**Aufgabenstellung:** Führen Sie den Bericht über die Suche nach Ausbildungsplätzen und die Betreuung durch den Senior-Experten-Service im Anschluss an seinen letzten Satz fort.
═══ Vorliegender Text ═══
In Zeiten von Corona ist es nicht einfach, problemlos einen Ausbildungsplatz zu finden. Schon im vergangenen Jahr schlossen nur 465 200 junge Leute in Deutschland einen neuen Ausbildungsvertrag ab, so das Statistische Bundesamt – 9,4 Prozent weniger als im Jahr zuvor. Nach Ansicht des Instituts für Arbeitsmarkt und Berufsforschung (IAB) könnte sich die Situation 2021 noch verschlimmern.

Sowohl Bächle als auch Schumacher büffeln derzeit noch an der Herbert-Binkert-Schule, der Gemeinschaftsschule Saarbrücken-Güdingen, den Stoff, den sie für einen möglichst guten Schulabschluss beherrschen müssen. Dort und an zehn anderen Schulen im Saarland werden diejenigen, die demnächst vom Schul- ins Berufsleben wechseln, von Frauen und Männern betreut, die ihre Arbeitsjahre schon hinter sich haben. Sie sind Rentner oder Pensionäre und wollen ihr Wissen, wie es im Beruf so läuft, an junge Leute weitergeben. Organisiert sind sie im Senior-Experten-Service (SES), einem Netzwerk, das sich zum Ziel gesetzt hat, die Kompetenz zahlreicher rüstiger Rentner weltweit sinnvoll einzusetzen.
═══ Vorliegende Angaben ═══
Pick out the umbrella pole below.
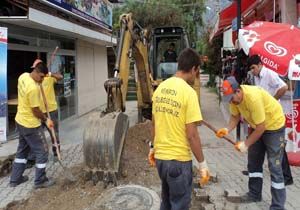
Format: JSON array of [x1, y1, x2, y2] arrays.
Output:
[[289, 80, 297, 152]]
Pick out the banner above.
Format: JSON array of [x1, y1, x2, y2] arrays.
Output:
[[42, 0, 112, 30], [0, 27, 7, 142]]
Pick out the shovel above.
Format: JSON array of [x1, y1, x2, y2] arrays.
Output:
[[40, 84, 76, 182]]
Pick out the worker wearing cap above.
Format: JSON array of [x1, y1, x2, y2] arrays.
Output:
[[148, 48, 209, 210], [216, 77, 286, 210], [33, 59, 63, 157], [10, 60, 54, 188], [248, 55, 293, 185]]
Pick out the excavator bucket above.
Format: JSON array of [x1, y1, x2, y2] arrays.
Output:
[[83, 112, 129, 184]]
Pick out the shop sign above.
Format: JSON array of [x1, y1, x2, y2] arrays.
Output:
[[0, 27, 7, 142], [285, 100, 300, 152], [42, 0, 112, 30]]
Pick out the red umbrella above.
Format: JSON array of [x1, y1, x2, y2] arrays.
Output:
[[239, 21, 300, 79]]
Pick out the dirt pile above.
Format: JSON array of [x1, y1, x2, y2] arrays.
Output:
[[5, 122, 159, 210]]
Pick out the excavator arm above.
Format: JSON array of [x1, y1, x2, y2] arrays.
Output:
[[83, 14, 153, 184]]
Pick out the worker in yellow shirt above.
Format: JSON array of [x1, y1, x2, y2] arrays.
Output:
[[148, 48, 210, 210], [35, 59, 63, 157], [10, 60, 54, 188], [216, 77, 286, 210]]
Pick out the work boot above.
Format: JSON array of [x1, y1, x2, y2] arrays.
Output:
[[34, 178, 55, 189], [242, 170, 249, 176], [26, 160, 35, 169], [239, 193, 261, 203], [9, 176, 29, 187], [284, 178, 294, 186]]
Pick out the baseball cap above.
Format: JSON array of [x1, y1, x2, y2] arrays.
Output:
[[222, 76, 239, 103], [30, 59, 43, 69]]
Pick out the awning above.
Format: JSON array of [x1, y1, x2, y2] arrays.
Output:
[[210, 0, 259, 39]]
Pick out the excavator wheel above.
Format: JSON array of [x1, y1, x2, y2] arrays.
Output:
[[83, 112, 129, 185]]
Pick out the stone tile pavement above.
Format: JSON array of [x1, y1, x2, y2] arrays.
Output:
[[0, 144, 83, 208]]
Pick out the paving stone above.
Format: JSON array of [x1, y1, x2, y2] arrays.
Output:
[[224, 189, 241, 202], [194, 188, 209, 202]]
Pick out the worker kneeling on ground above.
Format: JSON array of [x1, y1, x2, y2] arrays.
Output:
[[217, 77, 286, 210], [10, 62, 54, 188], [148, 48, 209, 210]]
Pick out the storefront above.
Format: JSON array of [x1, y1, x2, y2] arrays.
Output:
[[0, 1, 116, 141]]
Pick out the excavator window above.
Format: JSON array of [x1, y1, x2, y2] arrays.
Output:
[[149, 27, 188, 80]]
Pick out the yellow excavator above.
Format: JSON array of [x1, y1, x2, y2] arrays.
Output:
[[83, 13, 200, 185]]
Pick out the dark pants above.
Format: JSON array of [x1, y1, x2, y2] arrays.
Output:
[[248, 128, 293, 183], [28, 110, 60, 160], [46, 110, 60, 156], [10, 123, 48, 184], [156, 159, 193, 210], [248, 128, 286, 210], [281, 149, 293, 183]]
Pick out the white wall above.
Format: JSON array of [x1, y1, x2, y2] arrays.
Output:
[[76, 40, 108, 116]]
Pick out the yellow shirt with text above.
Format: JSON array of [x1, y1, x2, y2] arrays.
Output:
[[40, 76, 57, 113], [152, 77, 202, 161], [230, 85, 285, 130], [15, 73, 41, 128]]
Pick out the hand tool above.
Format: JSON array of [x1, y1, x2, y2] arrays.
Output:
[[40, 84, 76, 182], [201, 120, 235, 145]]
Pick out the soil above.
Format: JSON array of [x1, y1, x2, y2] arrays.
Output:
[[5, 122, 160, 210]]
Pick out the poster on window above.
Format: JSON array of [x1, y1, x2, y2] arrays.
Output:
[[285, 100, 300, 152], [43, 0, 112, 30], [0, 27, 7, 142]]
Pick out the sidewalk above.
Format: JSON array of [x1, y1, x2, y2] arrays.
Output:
[[0, 101, 138, 209], [200, 87, 300, 210]]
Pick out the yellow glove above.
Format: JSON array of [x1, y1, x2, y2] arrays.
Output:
[[234, 141, 248, 153], [216, 128, 228, 138], [46, 118, 54, 128], [148, 148, 155, 167], [199, 160, 210, 186]]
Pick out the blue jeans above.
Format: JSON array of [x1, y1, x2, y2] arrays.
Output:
[[10, 123, 48, 184], [248, 127, 286, 210], [156, 159, 193, 210]]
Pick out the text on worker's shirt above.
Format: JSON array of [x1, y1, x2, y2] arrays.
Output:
[[155, 88, 181, 117]]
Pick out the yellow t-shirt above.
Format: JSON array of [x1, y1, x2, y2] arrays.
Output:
[[152, 77, 202, 161], [40, 76, 57, 113], [15, 73, 41, 128], [230, 85, 285, 130]]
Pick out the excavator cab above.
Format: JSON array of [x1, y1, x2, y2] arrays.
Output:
[[83, 13, 195, 184], [150, 27, 189, 82]]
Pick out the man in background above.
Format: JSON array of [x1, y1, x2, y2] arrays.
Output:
[[248, 55, 294, 185]]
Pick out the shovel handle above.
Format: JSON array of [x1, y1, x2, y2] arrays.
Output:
[[202, 120, 235, 145], [40, 84, 61, 160]]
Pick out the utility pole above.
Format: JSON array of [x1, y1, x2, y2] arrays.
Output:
[[236, 0, 242, 141]]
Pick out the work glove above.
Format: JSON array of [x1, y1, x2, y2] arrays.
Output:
[[198, 160, 210, 186], [234, 141, 248, 153], [216, 128, 228, 138], [45, 118, 54, 129], [148, 148, 155, 167]]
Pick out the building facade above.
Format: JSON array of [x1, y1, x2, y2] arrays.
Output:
[[0, 0, 116, 137]]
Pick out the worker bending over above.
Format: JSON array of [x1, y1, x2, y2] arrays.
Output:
[[217, 77, 286, 210]]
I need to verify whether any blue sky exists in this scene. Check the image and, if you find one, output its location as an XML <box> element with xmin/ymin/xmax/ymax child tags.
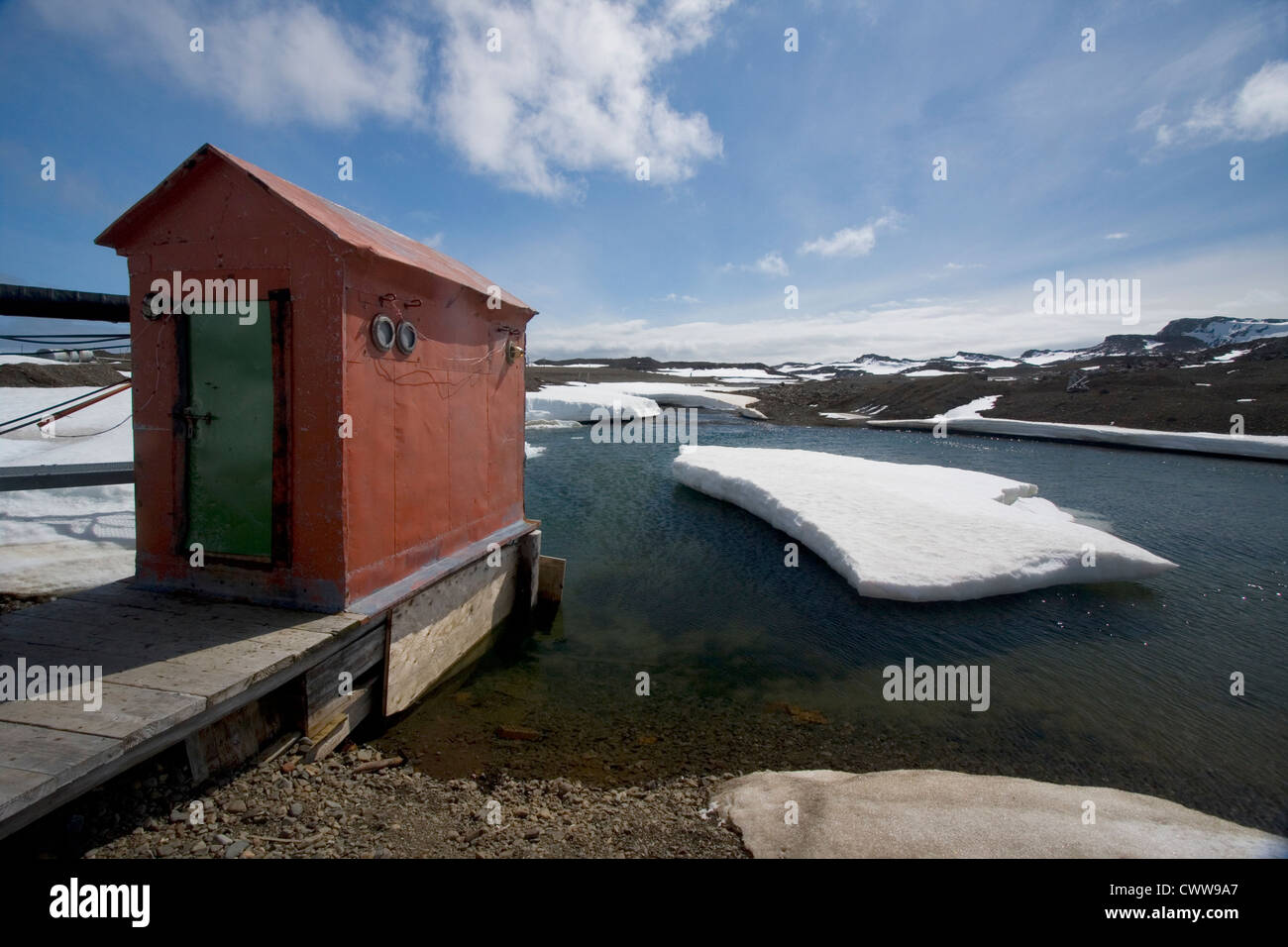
═══
**Antwort:**
Das SES-Schulprogramm leitet Dietrich Garlichs von Bonn aus. Er organisiert die ehrenamtlichen Helfer, „die den jungen Menschen den Start ins Berufsleben erleichtern sollen“. An der Herbert-Binkert-Schule ist das Birgit Steiner. Seit drei Jahren hält sie dort regelmäßig Sprechstunden ab, die vorher in den Klassen ab der Stufe 8 angekündigt werden. „Zunächst frage ich die jungen Leute, welche Berufsbilder ihnen vorschweben, welche Neigungen und woran sie Freude haben“, erzählt Steiner. „Danach rücken Wunsch und Wirklichkeit schon näher aneinander.“ So habe ein junger Portugiese unbedingt Hufschmied werden wollen, weil dies in seiner portugiesischen Heimatregion ein angesehener Beruf sei und er gerne Tiere versorgen wolle. Am Ende einigten sie sich auf eine Ausbildung auf einem Bauernhof. Auch die künftige Pflegefachfrau Liliana Bächle hat Steiner beraten. „Wir stellten gemeinsam die Bewerbungsmappe zusammen und bereiteten uns auf das Einstellungsgespräch vor“. Zu ihrer Tätigkeit gehört auch der eine oder andere Anruf in einen Ausbildungsbetrieb, „um auszuloten, was geht und wo Bedarf besteht“.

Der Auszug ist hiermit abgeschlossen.